STATED PROBLEM: Rewrite the material from the line that contains "Where can the vintage" through its final line, including the requests unchanged. Multiply every coordinate in the answers by 1.8 and round to the nearest whole number, with halves rounding up.

[Position annotation records]
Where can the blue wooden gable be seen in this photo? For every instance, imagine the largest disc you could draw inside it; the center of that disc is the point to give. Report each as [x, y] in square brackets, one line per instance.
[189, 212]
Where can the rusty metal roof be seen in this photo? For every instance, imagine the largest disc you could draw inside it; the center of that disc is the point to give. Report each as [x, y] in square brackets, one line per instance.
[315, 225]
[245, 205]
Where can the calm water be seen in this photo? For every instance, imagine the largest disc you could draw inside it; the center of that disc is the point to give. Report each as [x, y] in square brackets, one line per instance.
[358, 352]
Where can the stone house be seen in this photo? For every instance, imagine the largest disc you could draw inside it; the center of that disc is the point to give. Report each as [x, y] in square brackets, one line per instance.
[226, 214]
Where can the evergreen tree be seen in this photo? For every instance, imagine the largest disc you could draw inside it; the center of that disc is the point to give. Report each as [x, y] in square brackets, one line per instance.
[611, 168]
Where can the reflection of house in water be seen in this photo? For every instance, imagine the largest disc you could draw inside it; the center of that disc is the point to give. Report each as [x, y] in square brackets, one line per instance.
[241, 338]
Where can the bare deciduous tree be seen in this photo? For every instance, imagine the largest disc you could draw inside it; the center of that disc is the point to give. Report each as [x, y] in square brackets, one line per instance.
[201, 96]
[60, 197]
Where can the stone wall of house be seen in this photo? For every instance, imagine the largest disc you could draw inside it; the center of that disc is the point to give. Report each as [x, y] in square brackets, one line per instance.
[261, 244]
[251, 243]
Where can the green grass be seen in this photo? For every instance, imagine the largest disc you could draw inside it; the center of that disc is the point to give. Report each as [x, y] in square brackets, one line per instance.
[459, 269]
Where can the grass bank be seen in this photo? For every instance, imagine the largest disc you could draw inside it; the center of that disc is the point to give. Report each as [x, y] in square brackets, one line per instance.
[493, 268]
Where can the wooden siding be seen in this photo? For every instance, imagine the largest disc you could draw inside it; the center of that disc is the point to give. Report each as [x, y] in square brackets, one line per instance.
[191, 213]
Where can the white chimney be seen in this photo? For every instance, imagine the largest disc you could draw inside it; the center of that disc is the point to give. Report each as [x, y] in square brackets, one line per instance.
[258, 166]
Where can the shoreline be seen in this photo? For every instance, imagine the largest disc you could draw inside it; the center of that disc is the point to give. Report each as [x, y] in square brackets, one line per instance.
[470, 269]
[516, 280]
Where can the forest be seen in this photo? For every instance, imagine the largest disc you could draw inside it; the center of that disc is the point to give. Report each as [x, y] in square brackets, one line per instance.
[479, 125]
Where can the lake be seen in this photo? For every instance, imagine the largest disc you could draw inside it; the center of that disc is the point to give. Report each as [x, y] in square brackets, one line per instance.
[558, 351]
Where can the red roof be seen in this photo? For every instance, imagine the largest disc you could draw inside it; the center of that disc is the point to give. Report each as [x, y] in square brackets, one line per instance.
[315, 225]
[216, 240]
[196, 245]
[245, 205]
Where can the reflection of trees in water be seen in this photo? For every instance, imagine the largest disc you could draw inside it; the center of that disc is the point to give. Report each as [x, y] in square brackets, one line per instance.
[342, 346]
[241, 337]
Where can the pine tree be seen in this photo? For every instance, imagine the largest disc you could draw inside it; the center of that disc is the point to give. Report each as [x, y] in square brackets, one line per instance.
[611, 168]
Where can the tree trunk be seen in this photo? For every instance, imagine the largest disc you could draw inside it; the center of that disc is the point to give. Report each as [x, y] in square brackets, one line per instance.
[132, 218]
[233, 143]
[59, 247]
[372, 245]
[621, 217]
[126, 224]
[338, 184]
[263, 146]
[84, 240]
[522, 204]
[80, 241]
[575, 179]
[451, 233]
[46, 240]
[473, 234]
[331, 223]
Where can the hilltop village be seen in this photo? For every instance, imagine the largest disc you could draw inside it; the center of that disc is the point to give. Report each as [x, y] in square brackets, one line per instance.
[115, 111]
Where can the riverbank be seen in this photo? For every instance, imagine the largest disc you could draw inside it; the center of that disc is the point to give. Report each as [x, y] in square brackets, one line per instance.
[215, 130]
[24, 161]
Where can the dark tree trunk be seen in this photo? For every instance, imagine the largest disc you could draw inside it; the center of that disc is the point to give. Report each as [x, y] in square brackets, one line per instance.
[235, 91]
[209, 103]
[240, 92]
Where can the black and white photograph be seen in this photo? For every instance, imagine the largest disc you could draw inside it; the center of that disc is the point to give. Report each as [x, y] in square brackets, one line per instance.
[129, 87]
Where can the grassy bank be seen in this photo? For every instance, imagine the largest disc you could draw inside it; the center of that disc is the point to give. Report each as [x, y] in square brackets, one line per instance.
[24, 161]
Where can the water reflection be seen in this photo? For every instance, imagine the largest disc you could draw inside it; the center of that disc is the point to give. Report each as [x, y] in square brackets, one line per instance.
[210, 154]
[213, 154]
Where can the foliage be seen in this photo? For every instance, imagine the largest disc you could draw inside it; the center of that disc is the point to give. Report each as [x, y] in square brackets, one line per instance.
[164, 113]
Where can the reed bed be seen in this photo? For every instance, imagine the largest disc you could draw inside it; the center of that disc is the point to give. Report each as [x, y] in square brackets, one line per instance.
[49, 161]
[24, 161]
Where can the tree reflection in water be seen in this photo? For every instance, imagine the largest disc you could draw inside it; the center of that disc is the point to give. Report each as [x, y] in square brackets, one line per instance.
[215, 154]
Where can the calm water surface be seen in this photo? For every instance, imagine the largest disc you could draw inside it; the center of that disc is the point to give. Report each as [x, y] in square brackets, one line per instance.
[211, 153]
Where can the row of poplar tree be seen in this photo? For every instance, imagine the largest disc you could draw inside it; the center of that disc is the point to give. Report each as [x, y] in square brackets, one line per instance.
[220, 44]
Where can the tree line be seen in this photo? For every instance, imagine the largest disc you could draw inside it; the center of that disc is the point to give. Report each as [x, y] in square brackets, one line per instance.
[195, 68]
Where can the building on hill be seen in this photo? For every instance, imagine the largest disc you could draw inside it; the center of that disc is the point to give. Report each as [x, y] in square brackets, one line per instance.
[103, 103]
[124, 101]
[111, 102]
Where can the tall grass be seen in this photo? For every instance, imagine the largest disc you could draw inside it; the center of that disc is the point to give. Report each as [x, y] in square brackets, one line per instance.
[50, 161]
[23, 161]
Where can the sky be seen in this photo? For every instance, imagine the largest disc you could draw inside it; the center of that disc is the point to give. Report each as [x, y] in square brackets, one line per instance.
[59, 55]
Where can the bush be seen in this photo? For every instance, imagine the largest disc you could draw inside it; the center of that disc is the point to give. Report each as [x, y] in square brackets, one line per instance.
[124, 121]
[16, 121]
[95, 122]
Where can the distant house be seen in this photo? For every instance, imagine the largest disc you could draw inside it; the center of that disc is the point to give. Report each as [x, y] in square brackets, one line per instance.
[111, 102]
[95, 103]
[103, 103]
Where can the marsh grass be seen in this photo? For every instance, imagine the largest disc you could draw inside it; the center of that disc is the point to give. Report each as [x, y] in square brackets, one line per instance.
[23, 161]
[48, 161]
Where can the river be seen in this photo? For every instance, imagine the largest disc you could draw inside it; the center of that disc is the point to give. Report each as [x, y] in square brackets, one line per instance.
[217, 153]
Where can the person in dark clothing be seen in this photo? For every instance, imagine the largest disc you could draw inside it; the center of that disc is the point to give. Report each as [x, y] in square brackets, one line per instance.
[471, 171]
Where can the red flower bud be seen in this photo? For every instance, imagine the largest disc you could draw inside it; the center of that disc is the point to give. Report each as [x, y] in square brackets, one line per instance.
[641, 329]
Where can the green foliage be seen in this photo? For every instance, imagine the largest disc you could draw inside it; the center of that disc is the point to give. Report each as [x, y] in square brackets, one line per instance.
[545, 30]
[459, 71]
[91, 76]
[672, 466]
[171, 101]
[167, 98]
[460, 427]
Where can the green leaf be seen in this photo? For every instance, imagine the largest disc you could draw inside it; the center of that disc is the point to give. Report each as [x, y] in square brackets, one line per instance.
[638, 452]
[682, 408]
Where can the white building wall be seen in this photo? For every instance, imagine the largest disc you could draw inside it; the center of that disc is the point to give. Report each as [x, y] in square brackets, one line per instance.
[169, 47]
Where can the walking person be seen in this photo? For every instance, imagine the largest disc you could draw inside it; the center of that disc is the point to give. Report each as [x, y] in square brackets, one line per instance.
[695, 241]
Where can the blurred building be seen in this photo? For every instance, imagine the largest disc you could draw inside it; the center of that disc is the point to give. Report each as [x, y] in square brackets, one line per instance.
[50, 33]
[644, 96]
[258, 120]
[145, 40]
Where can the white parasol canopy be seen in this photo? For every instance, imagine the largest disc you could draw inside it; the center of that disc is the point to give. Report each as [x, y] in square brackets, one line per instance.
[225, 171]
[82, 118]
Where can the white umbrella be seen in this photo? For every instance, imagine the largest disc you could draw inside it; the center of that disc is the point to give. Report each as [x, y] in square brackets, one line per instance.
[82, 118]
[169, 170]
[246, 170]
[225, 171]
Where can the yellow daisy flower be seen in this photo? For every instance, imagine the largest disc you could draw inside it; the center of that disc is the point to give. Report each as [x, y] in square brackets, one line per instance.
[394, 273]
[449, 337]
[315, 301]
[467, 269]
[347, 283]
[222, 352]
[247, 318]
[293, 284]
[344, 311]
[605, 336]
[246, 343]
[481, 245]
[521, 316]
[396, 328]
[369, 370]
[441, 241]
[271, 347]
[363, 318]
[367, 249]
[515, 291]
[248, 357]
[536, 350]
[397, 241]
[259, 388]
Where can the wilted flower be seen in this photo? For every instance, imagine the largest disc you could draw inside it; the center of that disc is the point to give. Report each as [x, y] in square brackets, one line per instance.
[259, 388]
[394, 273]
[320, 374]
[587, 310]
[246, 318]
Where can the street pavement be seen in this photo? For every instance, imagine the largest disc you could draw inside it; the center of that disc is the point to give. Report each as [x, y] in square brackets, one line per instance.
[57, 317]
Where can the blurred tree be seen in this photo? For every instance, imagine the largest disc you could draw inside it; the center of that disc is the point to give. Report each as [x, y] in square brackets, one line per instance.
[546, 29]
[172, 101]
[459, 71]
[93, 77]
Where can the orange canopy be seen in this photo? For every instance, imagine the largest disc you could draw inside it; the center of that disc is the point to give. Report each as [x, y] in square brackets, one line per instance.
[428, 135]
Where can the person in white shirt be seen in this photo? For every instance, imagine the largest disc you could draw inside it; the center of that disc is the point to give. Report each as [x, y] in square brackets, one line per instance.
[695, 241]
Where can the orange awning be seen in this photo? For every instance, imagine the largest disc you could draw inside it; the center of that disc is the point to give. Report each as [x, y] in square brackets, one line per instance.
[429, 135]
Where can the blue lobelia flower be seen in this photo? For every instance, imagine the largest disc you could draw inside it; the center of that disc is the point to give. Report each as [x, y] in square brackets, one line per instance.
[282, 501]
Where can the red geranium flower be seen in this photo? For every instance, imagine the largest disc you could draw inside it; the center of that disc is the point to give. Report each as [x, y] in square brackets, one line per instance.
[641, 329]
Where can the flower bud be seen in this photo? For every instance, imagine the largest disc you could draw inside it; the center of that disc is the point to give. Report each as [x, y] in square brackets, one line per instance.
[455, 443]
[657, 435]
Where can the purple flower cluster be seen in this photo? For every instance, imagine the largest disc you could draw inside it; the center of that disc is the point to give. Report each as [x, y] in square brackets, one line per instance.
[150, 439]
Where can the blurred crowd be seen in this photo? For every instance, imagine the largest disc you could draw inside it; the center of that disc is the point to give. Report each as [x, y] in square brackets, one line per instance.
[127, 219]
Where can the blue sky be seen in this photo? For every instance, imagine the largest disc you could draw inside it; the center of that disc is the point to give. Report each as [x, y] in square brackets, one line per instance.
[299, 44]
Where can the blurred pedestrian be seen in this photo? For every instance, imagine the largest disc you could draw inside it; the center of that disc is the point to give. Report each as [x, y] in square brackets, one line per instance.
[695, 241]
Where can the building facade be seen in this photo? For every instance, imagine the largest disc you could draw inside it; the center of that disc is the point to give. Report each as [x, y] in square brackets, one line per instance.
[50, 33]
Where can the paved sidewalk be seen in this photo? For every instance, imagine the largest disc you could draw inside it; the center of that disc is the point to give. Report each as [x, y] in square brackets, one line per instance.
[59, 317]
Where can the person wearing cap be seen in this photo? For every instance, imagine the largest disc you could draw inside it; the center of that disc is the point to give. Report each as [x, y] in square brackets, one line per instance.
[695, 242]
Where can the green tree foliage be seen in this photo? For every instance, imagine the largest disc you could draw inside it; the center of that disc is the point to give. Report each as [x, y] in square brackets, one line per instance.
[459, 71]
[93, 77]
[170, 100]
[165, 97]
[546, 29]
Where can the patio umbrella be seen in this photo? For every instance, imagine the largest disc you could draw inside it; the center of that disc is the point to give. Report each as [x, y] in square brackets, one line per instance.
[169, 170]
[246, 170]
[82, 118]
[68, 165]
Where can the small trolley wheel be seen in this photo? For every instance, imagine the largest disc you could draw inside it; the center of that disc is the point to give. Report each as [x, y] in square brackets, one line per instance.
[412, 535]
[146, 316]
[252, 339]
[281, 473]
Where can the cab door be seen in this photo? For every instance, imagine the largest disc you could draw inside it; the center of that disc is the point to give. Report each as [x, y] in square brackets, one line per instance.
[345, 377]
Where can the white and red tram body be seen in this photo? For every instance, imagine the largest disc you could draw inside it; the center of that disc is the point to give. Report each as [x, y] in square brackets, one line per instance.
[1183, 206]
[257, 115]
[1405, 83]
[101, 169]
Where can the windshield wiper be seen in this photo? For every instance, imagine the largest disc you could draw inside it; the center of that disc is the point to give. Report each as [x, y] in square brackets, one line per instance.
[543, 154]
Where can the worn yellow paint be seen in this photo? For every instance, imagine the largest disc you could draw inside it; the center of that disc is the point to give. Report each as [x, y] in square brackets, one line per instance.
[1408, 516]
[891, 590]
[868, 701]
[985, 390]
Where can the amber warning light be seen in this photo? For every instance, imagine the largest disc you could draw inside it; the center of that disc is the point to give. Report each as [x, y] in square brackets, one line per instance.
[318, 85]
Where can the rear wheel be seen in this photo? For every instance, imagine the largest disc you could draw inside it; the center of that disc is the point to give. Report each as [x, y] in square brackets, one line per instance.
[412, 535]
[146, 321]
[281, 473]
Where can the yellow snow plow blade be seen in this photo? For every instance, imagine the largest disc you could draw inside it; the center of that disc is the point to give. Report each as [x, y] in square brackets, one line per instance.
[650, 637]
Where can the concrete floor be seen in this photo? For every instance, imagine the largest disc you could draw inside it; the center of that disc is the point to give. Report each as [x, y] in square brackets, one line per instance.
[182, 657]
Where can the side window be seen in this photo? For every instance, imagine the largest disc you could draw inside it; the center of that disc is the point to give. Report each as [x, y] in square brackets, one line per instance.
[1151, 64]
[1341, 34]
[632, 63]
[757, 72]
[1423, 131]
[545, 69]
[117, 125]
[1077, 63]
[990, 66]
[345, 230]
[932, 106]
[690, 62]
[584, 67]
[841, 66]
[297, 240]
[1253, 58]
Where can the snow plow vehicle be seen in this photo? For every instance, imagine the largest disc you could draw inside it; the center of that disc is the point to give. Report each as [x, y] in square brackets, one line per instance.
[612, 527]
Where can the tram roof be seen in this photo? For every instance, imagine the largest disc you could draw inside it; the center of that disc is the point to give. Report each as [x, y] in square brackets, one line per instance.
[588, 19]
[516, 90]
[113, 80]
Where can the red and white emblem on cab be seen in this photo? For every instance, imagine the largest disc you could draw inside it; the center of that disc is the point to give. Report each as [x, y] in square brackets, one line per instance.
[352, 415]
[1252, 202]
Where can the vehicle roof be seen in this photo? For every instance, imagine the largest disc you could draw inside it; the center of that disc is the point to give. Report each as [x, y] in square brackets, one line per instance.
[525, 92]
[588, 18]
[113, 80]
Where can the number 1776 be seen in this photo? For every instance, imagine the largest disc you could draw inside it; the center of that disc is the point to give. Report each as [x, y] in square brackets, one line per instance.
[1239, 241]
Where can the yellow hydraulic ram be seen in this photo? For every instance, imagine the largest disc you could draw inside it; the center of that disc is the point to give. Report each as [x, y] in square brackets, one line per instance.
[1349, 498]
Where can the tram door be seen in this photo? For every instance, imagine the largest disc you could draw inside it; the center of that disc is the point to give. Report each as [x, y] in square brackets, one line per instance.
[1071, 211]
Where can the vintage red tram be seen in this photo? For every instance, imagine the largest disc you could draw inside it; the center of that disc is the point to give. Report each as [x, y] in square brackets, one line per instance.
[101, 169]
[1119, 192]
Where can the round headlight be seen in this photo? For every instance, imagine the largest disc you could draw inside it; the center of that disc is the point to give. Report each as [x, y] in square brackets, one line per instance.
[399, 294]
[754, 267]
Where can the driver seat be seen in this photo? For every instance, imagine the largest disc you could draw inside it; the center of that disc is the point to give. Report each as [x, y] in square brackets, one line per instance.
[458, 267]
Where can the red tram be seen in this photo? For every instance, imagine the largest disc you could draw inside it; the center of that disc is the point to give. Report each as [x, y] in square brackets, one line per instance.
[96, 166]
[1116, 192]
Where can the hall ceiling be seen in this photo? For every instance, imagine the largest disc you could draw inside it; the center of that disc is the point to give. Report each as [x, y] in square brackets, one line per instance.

THE REPLY:
Where can the vintage red tram be seen in this photo? For every instance, imagine the largest disc you could draw inside it; the center of that disc is the point to give. Report each as [x, y] in square brackets, one line per instance.
[182, 304]
[2014, 346]
Where can the round headlight be seen in this photo? For every instance, imagine the largest disc you could draw inside it; the center of that disc is the point to give. Report each as [x, y] in square brackets, one line per instance.
[718, 529]
[1357, 481]
Where can the driver seat be seen in this photo? For every instance, imagine the largest disc you could draw inside it; the center of that disc is the point to give. Report each as [x, y] in square brackets, one line per instance.
[824, 481]
Where can the red tram be seen in this photo? For every instance, imagine the largest disc you could draw inside it; the center of that disc is the point to give. Report each as [x, y] in square brackets, one line per instance.
[173, 299]
[2009, 346]
Where can the hall ceiling be seen in this photo? For every instance, imagine the largest disc you could draw inside it; the center of that disc is the point to give. Report each as [x, y] in square brackets, one line per instance.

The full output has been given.